-- EXERCISE SET --
1. Answer these questions from the Trailblaze tool-authoring text:
(a) What does the HasRegistry interface enable?
(b) Which transport do external teams use, and what does Trailblaze do with the server under it?
(c) What package name does the Python example pass to clear_app_data?
2. Write the next part of the Trailblaze tool-authoring text, picking up right after its last line.

Key patterns: - Tool name constants — ToolNames.LOGIN enables refactoring and cross-references - Explicit tool names — @Tool(customName = ...) ensures stable names even if function is renamed - Colocated registry — metadata lives with the tools via delegation - Direct tool composition — setup() calls another tool directly (type-safe, no MCP round-trip) - HasRegistry interface — enables central aggregation of all registries

Benefits: - Standard mechanism — uses Kotlin MCP SDK, same as external teams - Portable — tools work in-process or via stdio without code changes - Type-safe — tool name constants prevent typos and enable refactoring - No custom annotation system — less code to maintain - MCP SDK handles — tool discovery, schema generation, invocation

Tool Authoring by Language¶

Kotlin (Recommended for In-Process)¶

See the ToolSet pattern above. Key points: - Use Kotlin MCP SDK (@Tool, @LLMDescription, ToolSet) - Tool name constants for type safety - Colocated registry with HasRegistry interface - Direct function calls for internal tool composition

Python / TypeScript (External Teams)¶

External teams use: 1. stdio transport — Trailblaze spawns and manages the server 2. Official MCP SDK — Python (FastMCP) or TypeScript (@modelcontextprotocol/sdk) 3. Trailblaze Client SDK — our lightweight wrapper with generated RPC stubs 4. MCP resource — expose trailblaze://registry with tool metadata

Both Python and TypeScript MCP SDKs provide built-in access to request context, which our SDK uses to extract invocation metadata for multi-device support.

Example (Python):

# acme_tools.py
from mcp import Server, Context
from trailblaze import TrailblazeClient  # Light SDK wrapper

server = Server()

@server.tool("acme_driver_login")
async def login(email: str, password: str, ctx: Context) -> dict:
    """Log in to Acme Driver app."""
    # Context-aware client - supports multi-device automatically
    tb = TrailblazeClient.from_context(ctx)

    await tb.clear_app_data("com.acme.driver")
    await tb.launch_app("com.acme.driver")
    await tb.tap(text="Sign in")
    await tb.input_text(email)
    await tb.input_text(password)
    return {"success": True}

@server.resource("trailblaze://registry")

-- RECORD EXCERPTS --
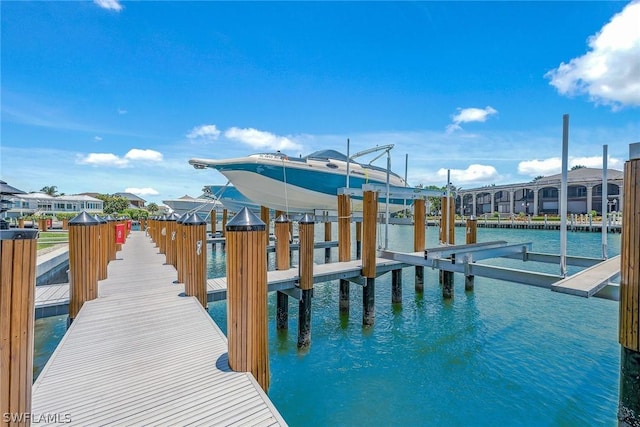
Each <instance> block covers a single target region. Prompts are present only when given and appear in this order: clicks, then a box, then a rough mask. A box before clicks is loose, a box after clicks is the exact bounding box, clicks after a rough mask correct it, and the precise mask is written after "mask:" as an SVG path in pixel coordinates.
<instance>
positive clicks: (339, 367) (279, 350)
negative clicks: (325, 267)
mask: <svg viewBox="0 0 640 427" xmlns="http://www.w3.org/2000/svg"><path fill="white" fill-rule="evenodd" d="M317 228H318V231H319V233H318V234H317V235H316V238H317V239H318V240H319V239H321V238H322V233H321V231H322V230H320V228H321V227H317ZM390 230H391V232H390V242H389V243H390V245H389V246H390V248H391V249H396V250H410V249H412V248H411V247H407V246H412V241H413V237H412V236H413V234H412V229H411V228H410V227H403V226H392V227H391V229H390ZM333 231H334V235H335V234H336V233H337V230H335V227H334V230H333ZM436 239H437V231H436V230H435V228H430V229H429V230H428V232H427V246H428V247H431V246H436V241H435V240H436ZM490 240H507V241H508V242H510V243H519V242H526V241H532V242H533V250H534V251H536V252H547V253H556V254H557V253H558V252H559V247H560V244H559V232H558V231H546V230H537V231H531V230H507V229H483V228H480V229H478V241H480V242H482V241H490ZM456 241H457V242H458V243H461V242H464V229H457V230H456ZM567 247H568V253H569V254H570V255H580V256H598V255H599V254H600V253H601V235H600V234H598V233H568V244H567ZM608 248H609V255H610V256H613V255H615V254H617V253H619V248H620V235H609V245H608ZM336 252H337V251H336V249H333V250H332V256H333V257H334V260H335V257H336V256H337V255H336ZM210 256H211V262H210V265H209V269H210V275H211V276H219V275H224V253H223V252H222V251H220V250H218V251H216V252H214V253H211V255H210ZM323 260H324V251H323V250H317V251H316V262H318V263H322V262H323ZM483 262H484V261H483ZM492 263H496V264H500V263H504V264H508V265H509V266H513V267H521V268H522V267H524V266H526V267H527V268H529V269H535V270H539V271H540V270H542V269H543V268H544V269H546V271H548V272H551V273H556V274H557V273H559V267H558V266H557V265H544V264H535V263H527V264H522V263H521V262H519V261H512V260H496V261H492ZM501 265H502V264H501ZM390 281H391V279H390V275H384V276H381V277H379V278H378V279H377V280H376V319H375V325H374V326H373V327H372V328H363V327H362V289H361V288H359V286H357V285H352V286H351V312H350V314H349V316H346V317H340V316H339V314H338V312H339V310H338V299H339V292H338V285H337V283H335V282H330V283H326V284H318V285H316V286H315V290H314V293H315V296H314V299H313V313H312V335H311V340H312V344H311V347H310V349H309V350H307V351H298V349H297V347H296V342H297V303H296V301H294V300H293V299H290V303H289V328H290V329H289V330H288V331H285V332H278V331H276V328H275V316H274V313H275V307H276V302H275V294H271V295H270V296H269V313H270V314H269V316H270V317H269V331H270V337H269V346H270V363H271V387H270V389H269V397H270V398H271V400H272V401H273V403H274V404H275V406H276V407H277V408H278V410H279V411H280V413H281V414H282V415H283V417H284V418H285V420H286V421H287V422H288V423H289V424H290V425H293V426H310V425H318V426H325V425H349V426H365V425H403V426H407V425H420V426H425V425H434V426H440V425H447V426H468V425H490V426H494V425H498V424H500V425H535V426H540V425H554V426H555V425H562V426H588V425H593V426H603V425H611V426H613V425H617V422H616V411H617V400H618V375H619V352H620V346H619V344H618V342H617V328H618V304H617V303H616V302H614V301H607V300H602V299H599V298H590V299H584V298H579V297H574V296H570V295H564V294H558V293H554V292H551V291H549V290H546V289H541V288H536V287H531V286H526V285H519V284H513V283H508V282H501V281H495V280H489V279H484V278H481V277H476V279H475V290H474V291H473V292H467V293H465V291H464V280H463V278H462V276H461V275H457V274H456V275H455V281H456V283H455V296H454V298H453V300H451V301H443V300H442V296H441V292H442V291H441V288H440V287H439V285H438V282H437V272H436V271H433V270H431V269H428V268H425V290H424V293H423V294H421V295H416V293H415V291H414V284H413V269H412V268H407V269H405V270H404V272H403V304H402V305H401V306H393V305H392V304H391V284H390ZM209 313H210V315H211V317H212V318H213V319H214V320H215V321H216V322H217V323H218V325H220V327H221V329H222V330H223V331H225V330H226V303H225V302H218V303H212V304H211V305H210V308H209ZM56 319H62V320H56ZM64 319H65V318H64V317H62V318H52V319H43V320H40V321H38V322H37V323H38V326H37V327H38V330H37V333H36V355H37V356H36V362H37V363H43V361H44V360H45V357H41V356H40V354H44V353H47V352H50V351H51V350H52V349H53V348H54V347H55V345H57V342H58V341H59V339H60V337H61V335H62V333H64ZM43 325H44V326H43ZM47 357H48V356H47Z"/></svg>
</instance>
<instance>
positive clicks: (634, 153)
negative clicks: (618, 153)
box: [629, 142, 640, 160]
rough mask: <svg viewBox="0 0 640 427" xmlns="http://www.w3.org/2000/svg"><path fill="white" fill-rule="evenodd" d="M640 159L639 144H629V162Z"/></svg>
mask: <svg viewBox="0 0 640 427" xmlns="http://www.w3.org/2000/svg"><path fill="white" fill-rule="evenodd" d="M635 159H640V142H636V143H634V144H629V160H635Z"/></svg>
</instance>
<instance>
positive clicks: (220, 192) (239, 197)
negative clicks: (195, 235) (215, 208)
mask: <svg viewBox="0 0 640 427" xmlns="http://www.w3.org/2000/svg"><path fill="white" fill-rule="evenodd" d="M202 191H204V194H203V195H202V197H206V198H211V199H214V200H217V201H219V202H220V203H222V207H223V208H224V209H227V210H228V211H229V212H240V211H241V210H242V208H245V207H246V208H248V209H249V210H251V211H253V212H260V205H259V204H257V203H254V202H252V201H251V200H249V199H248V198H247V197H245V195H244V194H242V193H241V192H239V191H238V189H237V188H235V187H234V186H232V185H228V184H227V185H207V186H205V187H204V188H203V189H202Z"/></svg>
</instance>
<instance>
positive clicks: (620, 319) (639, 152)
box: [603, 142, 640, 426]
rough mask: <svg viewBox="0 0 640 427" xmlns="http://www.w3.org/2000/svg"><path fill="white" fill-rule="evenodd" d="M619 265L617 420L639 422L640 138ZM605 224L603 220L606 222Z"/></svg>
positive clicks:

--

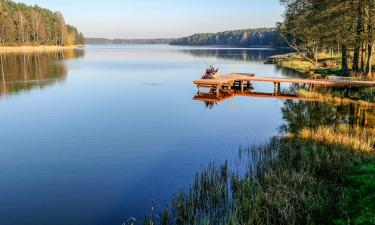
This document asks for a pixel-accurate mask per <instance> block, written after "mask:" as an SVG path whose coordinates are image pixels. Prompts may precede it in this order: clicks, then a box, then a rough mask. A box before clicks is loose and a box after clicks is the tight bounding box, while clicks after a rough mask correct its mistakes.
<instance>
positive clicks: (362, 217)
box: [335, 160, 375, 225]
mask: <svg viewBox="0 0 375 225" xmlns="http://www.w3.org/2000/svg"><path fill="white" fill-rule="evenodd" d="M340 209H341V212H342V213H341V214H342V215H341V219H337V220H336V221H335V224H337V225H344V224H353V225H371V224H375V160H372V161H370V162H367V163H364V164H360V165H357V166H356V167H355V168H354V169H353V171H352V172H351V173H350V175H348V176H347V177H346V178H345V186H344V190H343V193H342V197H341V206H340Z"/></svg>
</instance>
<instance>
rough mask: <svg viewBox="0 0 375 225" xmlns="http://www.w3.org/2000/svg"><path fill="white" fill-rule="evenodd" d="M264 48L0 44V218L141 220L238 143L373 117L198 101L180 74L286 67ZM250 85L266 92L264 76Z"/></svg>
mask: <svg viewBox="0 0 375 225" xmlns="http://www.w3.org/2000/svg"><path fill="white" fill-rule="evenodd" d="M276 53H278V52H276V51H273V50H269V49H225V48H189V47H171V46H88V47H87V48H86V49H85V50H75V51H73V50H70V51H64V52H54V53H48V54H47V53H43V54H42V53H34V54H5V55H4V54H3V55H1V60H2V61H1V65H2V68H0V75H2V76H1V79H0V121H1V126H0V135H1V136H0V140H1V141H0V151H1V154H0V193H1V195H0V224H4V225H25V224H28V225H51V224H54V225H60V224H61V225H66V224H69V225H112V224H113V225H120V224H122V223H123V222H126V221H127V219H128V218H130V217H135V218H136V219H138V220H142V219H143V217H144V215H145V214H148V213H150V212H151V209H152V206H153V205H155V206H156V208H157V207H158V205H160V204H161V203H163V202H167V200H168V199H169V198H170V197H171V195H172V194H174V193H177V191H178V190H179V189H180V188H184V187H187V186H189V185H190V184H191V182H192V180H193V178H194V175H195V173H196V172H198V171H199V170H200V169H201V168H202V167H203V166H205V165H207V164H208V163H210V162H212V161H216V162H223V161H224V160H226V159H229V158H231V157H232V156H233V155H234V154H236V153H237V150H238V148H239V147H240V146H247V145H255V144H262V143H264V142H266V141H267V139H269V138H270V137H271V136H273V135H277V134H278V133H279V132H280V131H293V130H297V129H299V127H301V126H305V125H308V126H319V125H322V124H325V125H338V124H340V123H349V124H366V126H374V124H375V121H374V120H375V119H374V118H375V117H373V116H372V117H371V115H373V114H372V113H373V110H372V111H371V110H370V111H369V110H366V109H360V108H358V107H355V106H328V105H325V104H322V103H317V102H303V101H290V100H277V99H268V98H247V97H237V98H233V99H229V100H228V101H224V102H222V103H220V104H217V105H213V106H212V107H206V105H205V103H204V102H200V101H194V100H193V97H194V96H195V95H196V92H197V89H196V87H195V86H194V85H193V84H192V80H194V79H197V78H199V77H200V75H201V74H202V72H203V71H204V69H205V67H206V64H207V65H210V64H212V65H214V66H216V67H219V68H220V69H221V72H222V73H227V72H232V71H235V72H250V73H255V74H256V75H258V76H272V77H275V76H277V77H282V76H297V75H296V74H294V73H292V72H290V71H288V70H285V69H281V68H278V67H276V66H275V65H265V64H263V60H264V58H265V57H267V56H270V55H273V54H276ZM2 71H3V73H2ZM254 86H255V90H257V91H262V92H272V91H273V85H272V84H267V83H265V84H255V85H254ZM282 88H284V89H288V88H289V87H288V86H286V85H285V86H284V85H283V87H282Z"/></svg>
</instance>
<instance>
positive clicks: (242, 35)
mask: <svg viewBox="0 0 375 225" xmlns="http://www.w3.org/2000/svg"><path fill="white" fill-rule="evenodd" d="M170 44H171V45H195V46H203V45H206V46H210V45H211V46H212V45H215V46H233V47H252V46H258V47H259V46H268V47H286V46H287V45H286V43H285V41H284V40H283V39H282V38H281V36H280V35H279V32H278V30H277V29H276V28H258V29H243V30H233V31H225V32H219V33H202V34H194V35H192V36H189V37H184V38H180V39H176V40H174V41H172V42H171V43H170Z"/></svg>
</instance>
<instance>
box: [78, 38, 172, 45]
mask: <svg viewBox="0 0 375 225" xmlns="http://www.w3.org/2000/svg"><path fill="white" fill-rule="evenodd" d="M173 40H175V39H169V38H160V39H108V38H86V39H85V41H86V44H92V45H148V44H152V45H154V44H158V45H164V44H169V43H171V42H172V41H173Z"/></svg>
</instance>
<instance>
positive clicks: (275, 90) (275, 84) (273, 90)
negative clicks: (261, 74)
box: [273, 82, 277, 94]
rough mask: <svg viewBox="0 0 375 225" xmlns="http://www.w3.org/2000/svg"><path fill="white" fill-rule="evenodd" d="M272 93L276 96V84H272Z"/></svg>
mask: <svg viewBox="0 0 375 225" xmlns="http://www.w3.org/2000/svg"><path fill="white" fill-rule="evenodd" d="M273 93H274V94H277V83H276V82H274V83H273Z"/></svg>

-- PER-TASK ANSWERS --
1.
(a) It enables central aggregation of all registries.
(b) They use stdio transport, and Trailblaze spawns and manages the server.
(c) "com.acme.driver"

2.
async def get_registry():
    return {
        "tools": {
            "acme_driver_login": {
                "platforms": ["android", "ios"],
                "groups": ["auth"],
                "exposedToLlm": True,
                "isRecordable": True,
            }
        }
    }

if __name__ == "__main__":
    server.run()

Example (TypeScript):

// acme_tools.ts
import { Server, Context } from '@modelcontextprotocol/sdk';
import { TrailblazeClient } from '@trailblaze/client';

const server = new Server();

server.tool('acme_driver_login', async (args: { email: string, password: string }, ctx: Context) => {
    // Context-aware client - supports multi-device automatically
    const tb = TrailblazeClient.fromContext(ctx);

    await tb.clearAppData('com.acme.driver');
    await tb.launchApp('com.acme.driver');
    await tb.tap({ text: 'Sign in' });
    await tb.inputText(args.email);
    await tb.inputText(args.password);
    return { success: true };
});

server.resource('trailblaze://registry', async () => ({
    tools: {
        acme_driver_login: {
            platforms: ['android', 'ios'],
            groups: ['auth'],
            exposedToLlm: true,
            isRecordable: true,
        }
    }
}));

server.run();

Key pattern: Use TrailblazeClient.from_context(ctx) (Python) or TrailblazeClient.fromContext(ctx) (TypeScript) instead of a global client instance. This extracts the invocation ID from _meta and automatically includes it in all RPC calls, enabling multi-device support with zero additional effort.

Teams can build their own patterns (tool name constants, registries, etc.) on top of these primitives.

Trailblaze Client SDK¶

We provide official lightweight SDK wrappers for the two officially supported MCP SDK platforms: Python and TypeScript.

The SDK wrapper is a remote execution context. Just as in-process Kotlin tools receive TrailblazeToolExecutionContext, remote MCP tools receive TrailblazeClient — both provide the same capability: a device-scoped interface to execute Trailblaze commands.

These wrappers:

Extract invocation context from MCP request metadata (_meta)
Return a client that auto-includes context in all RPC calls (scoped to the correct device)
Include generated RPC stubs for TrailblazeCommands

Both Python (FastMCP) and TypeScript (@modelcontextprotocol/sdk) provide built-in access to request metadata in tool handlers, making context extraction trivial.

Python¶

Python’s FastMCP provides built-in Context injection. The Context object gives direct access to request metadata:

from trailblaze import TrailblazeClient
from mcp import Context

@mcp.tool()
def my_tool(param: str, ctx: Context) -> str:
    # from_context extracts _meta.trailblaze from the request
    tb = TrailblazeClient.from_context(ctx)
    tb.tap(100, 200)  # Invocation ID flows automatically

The Context parameter is automatically injected by FastMCP when present in the function signature.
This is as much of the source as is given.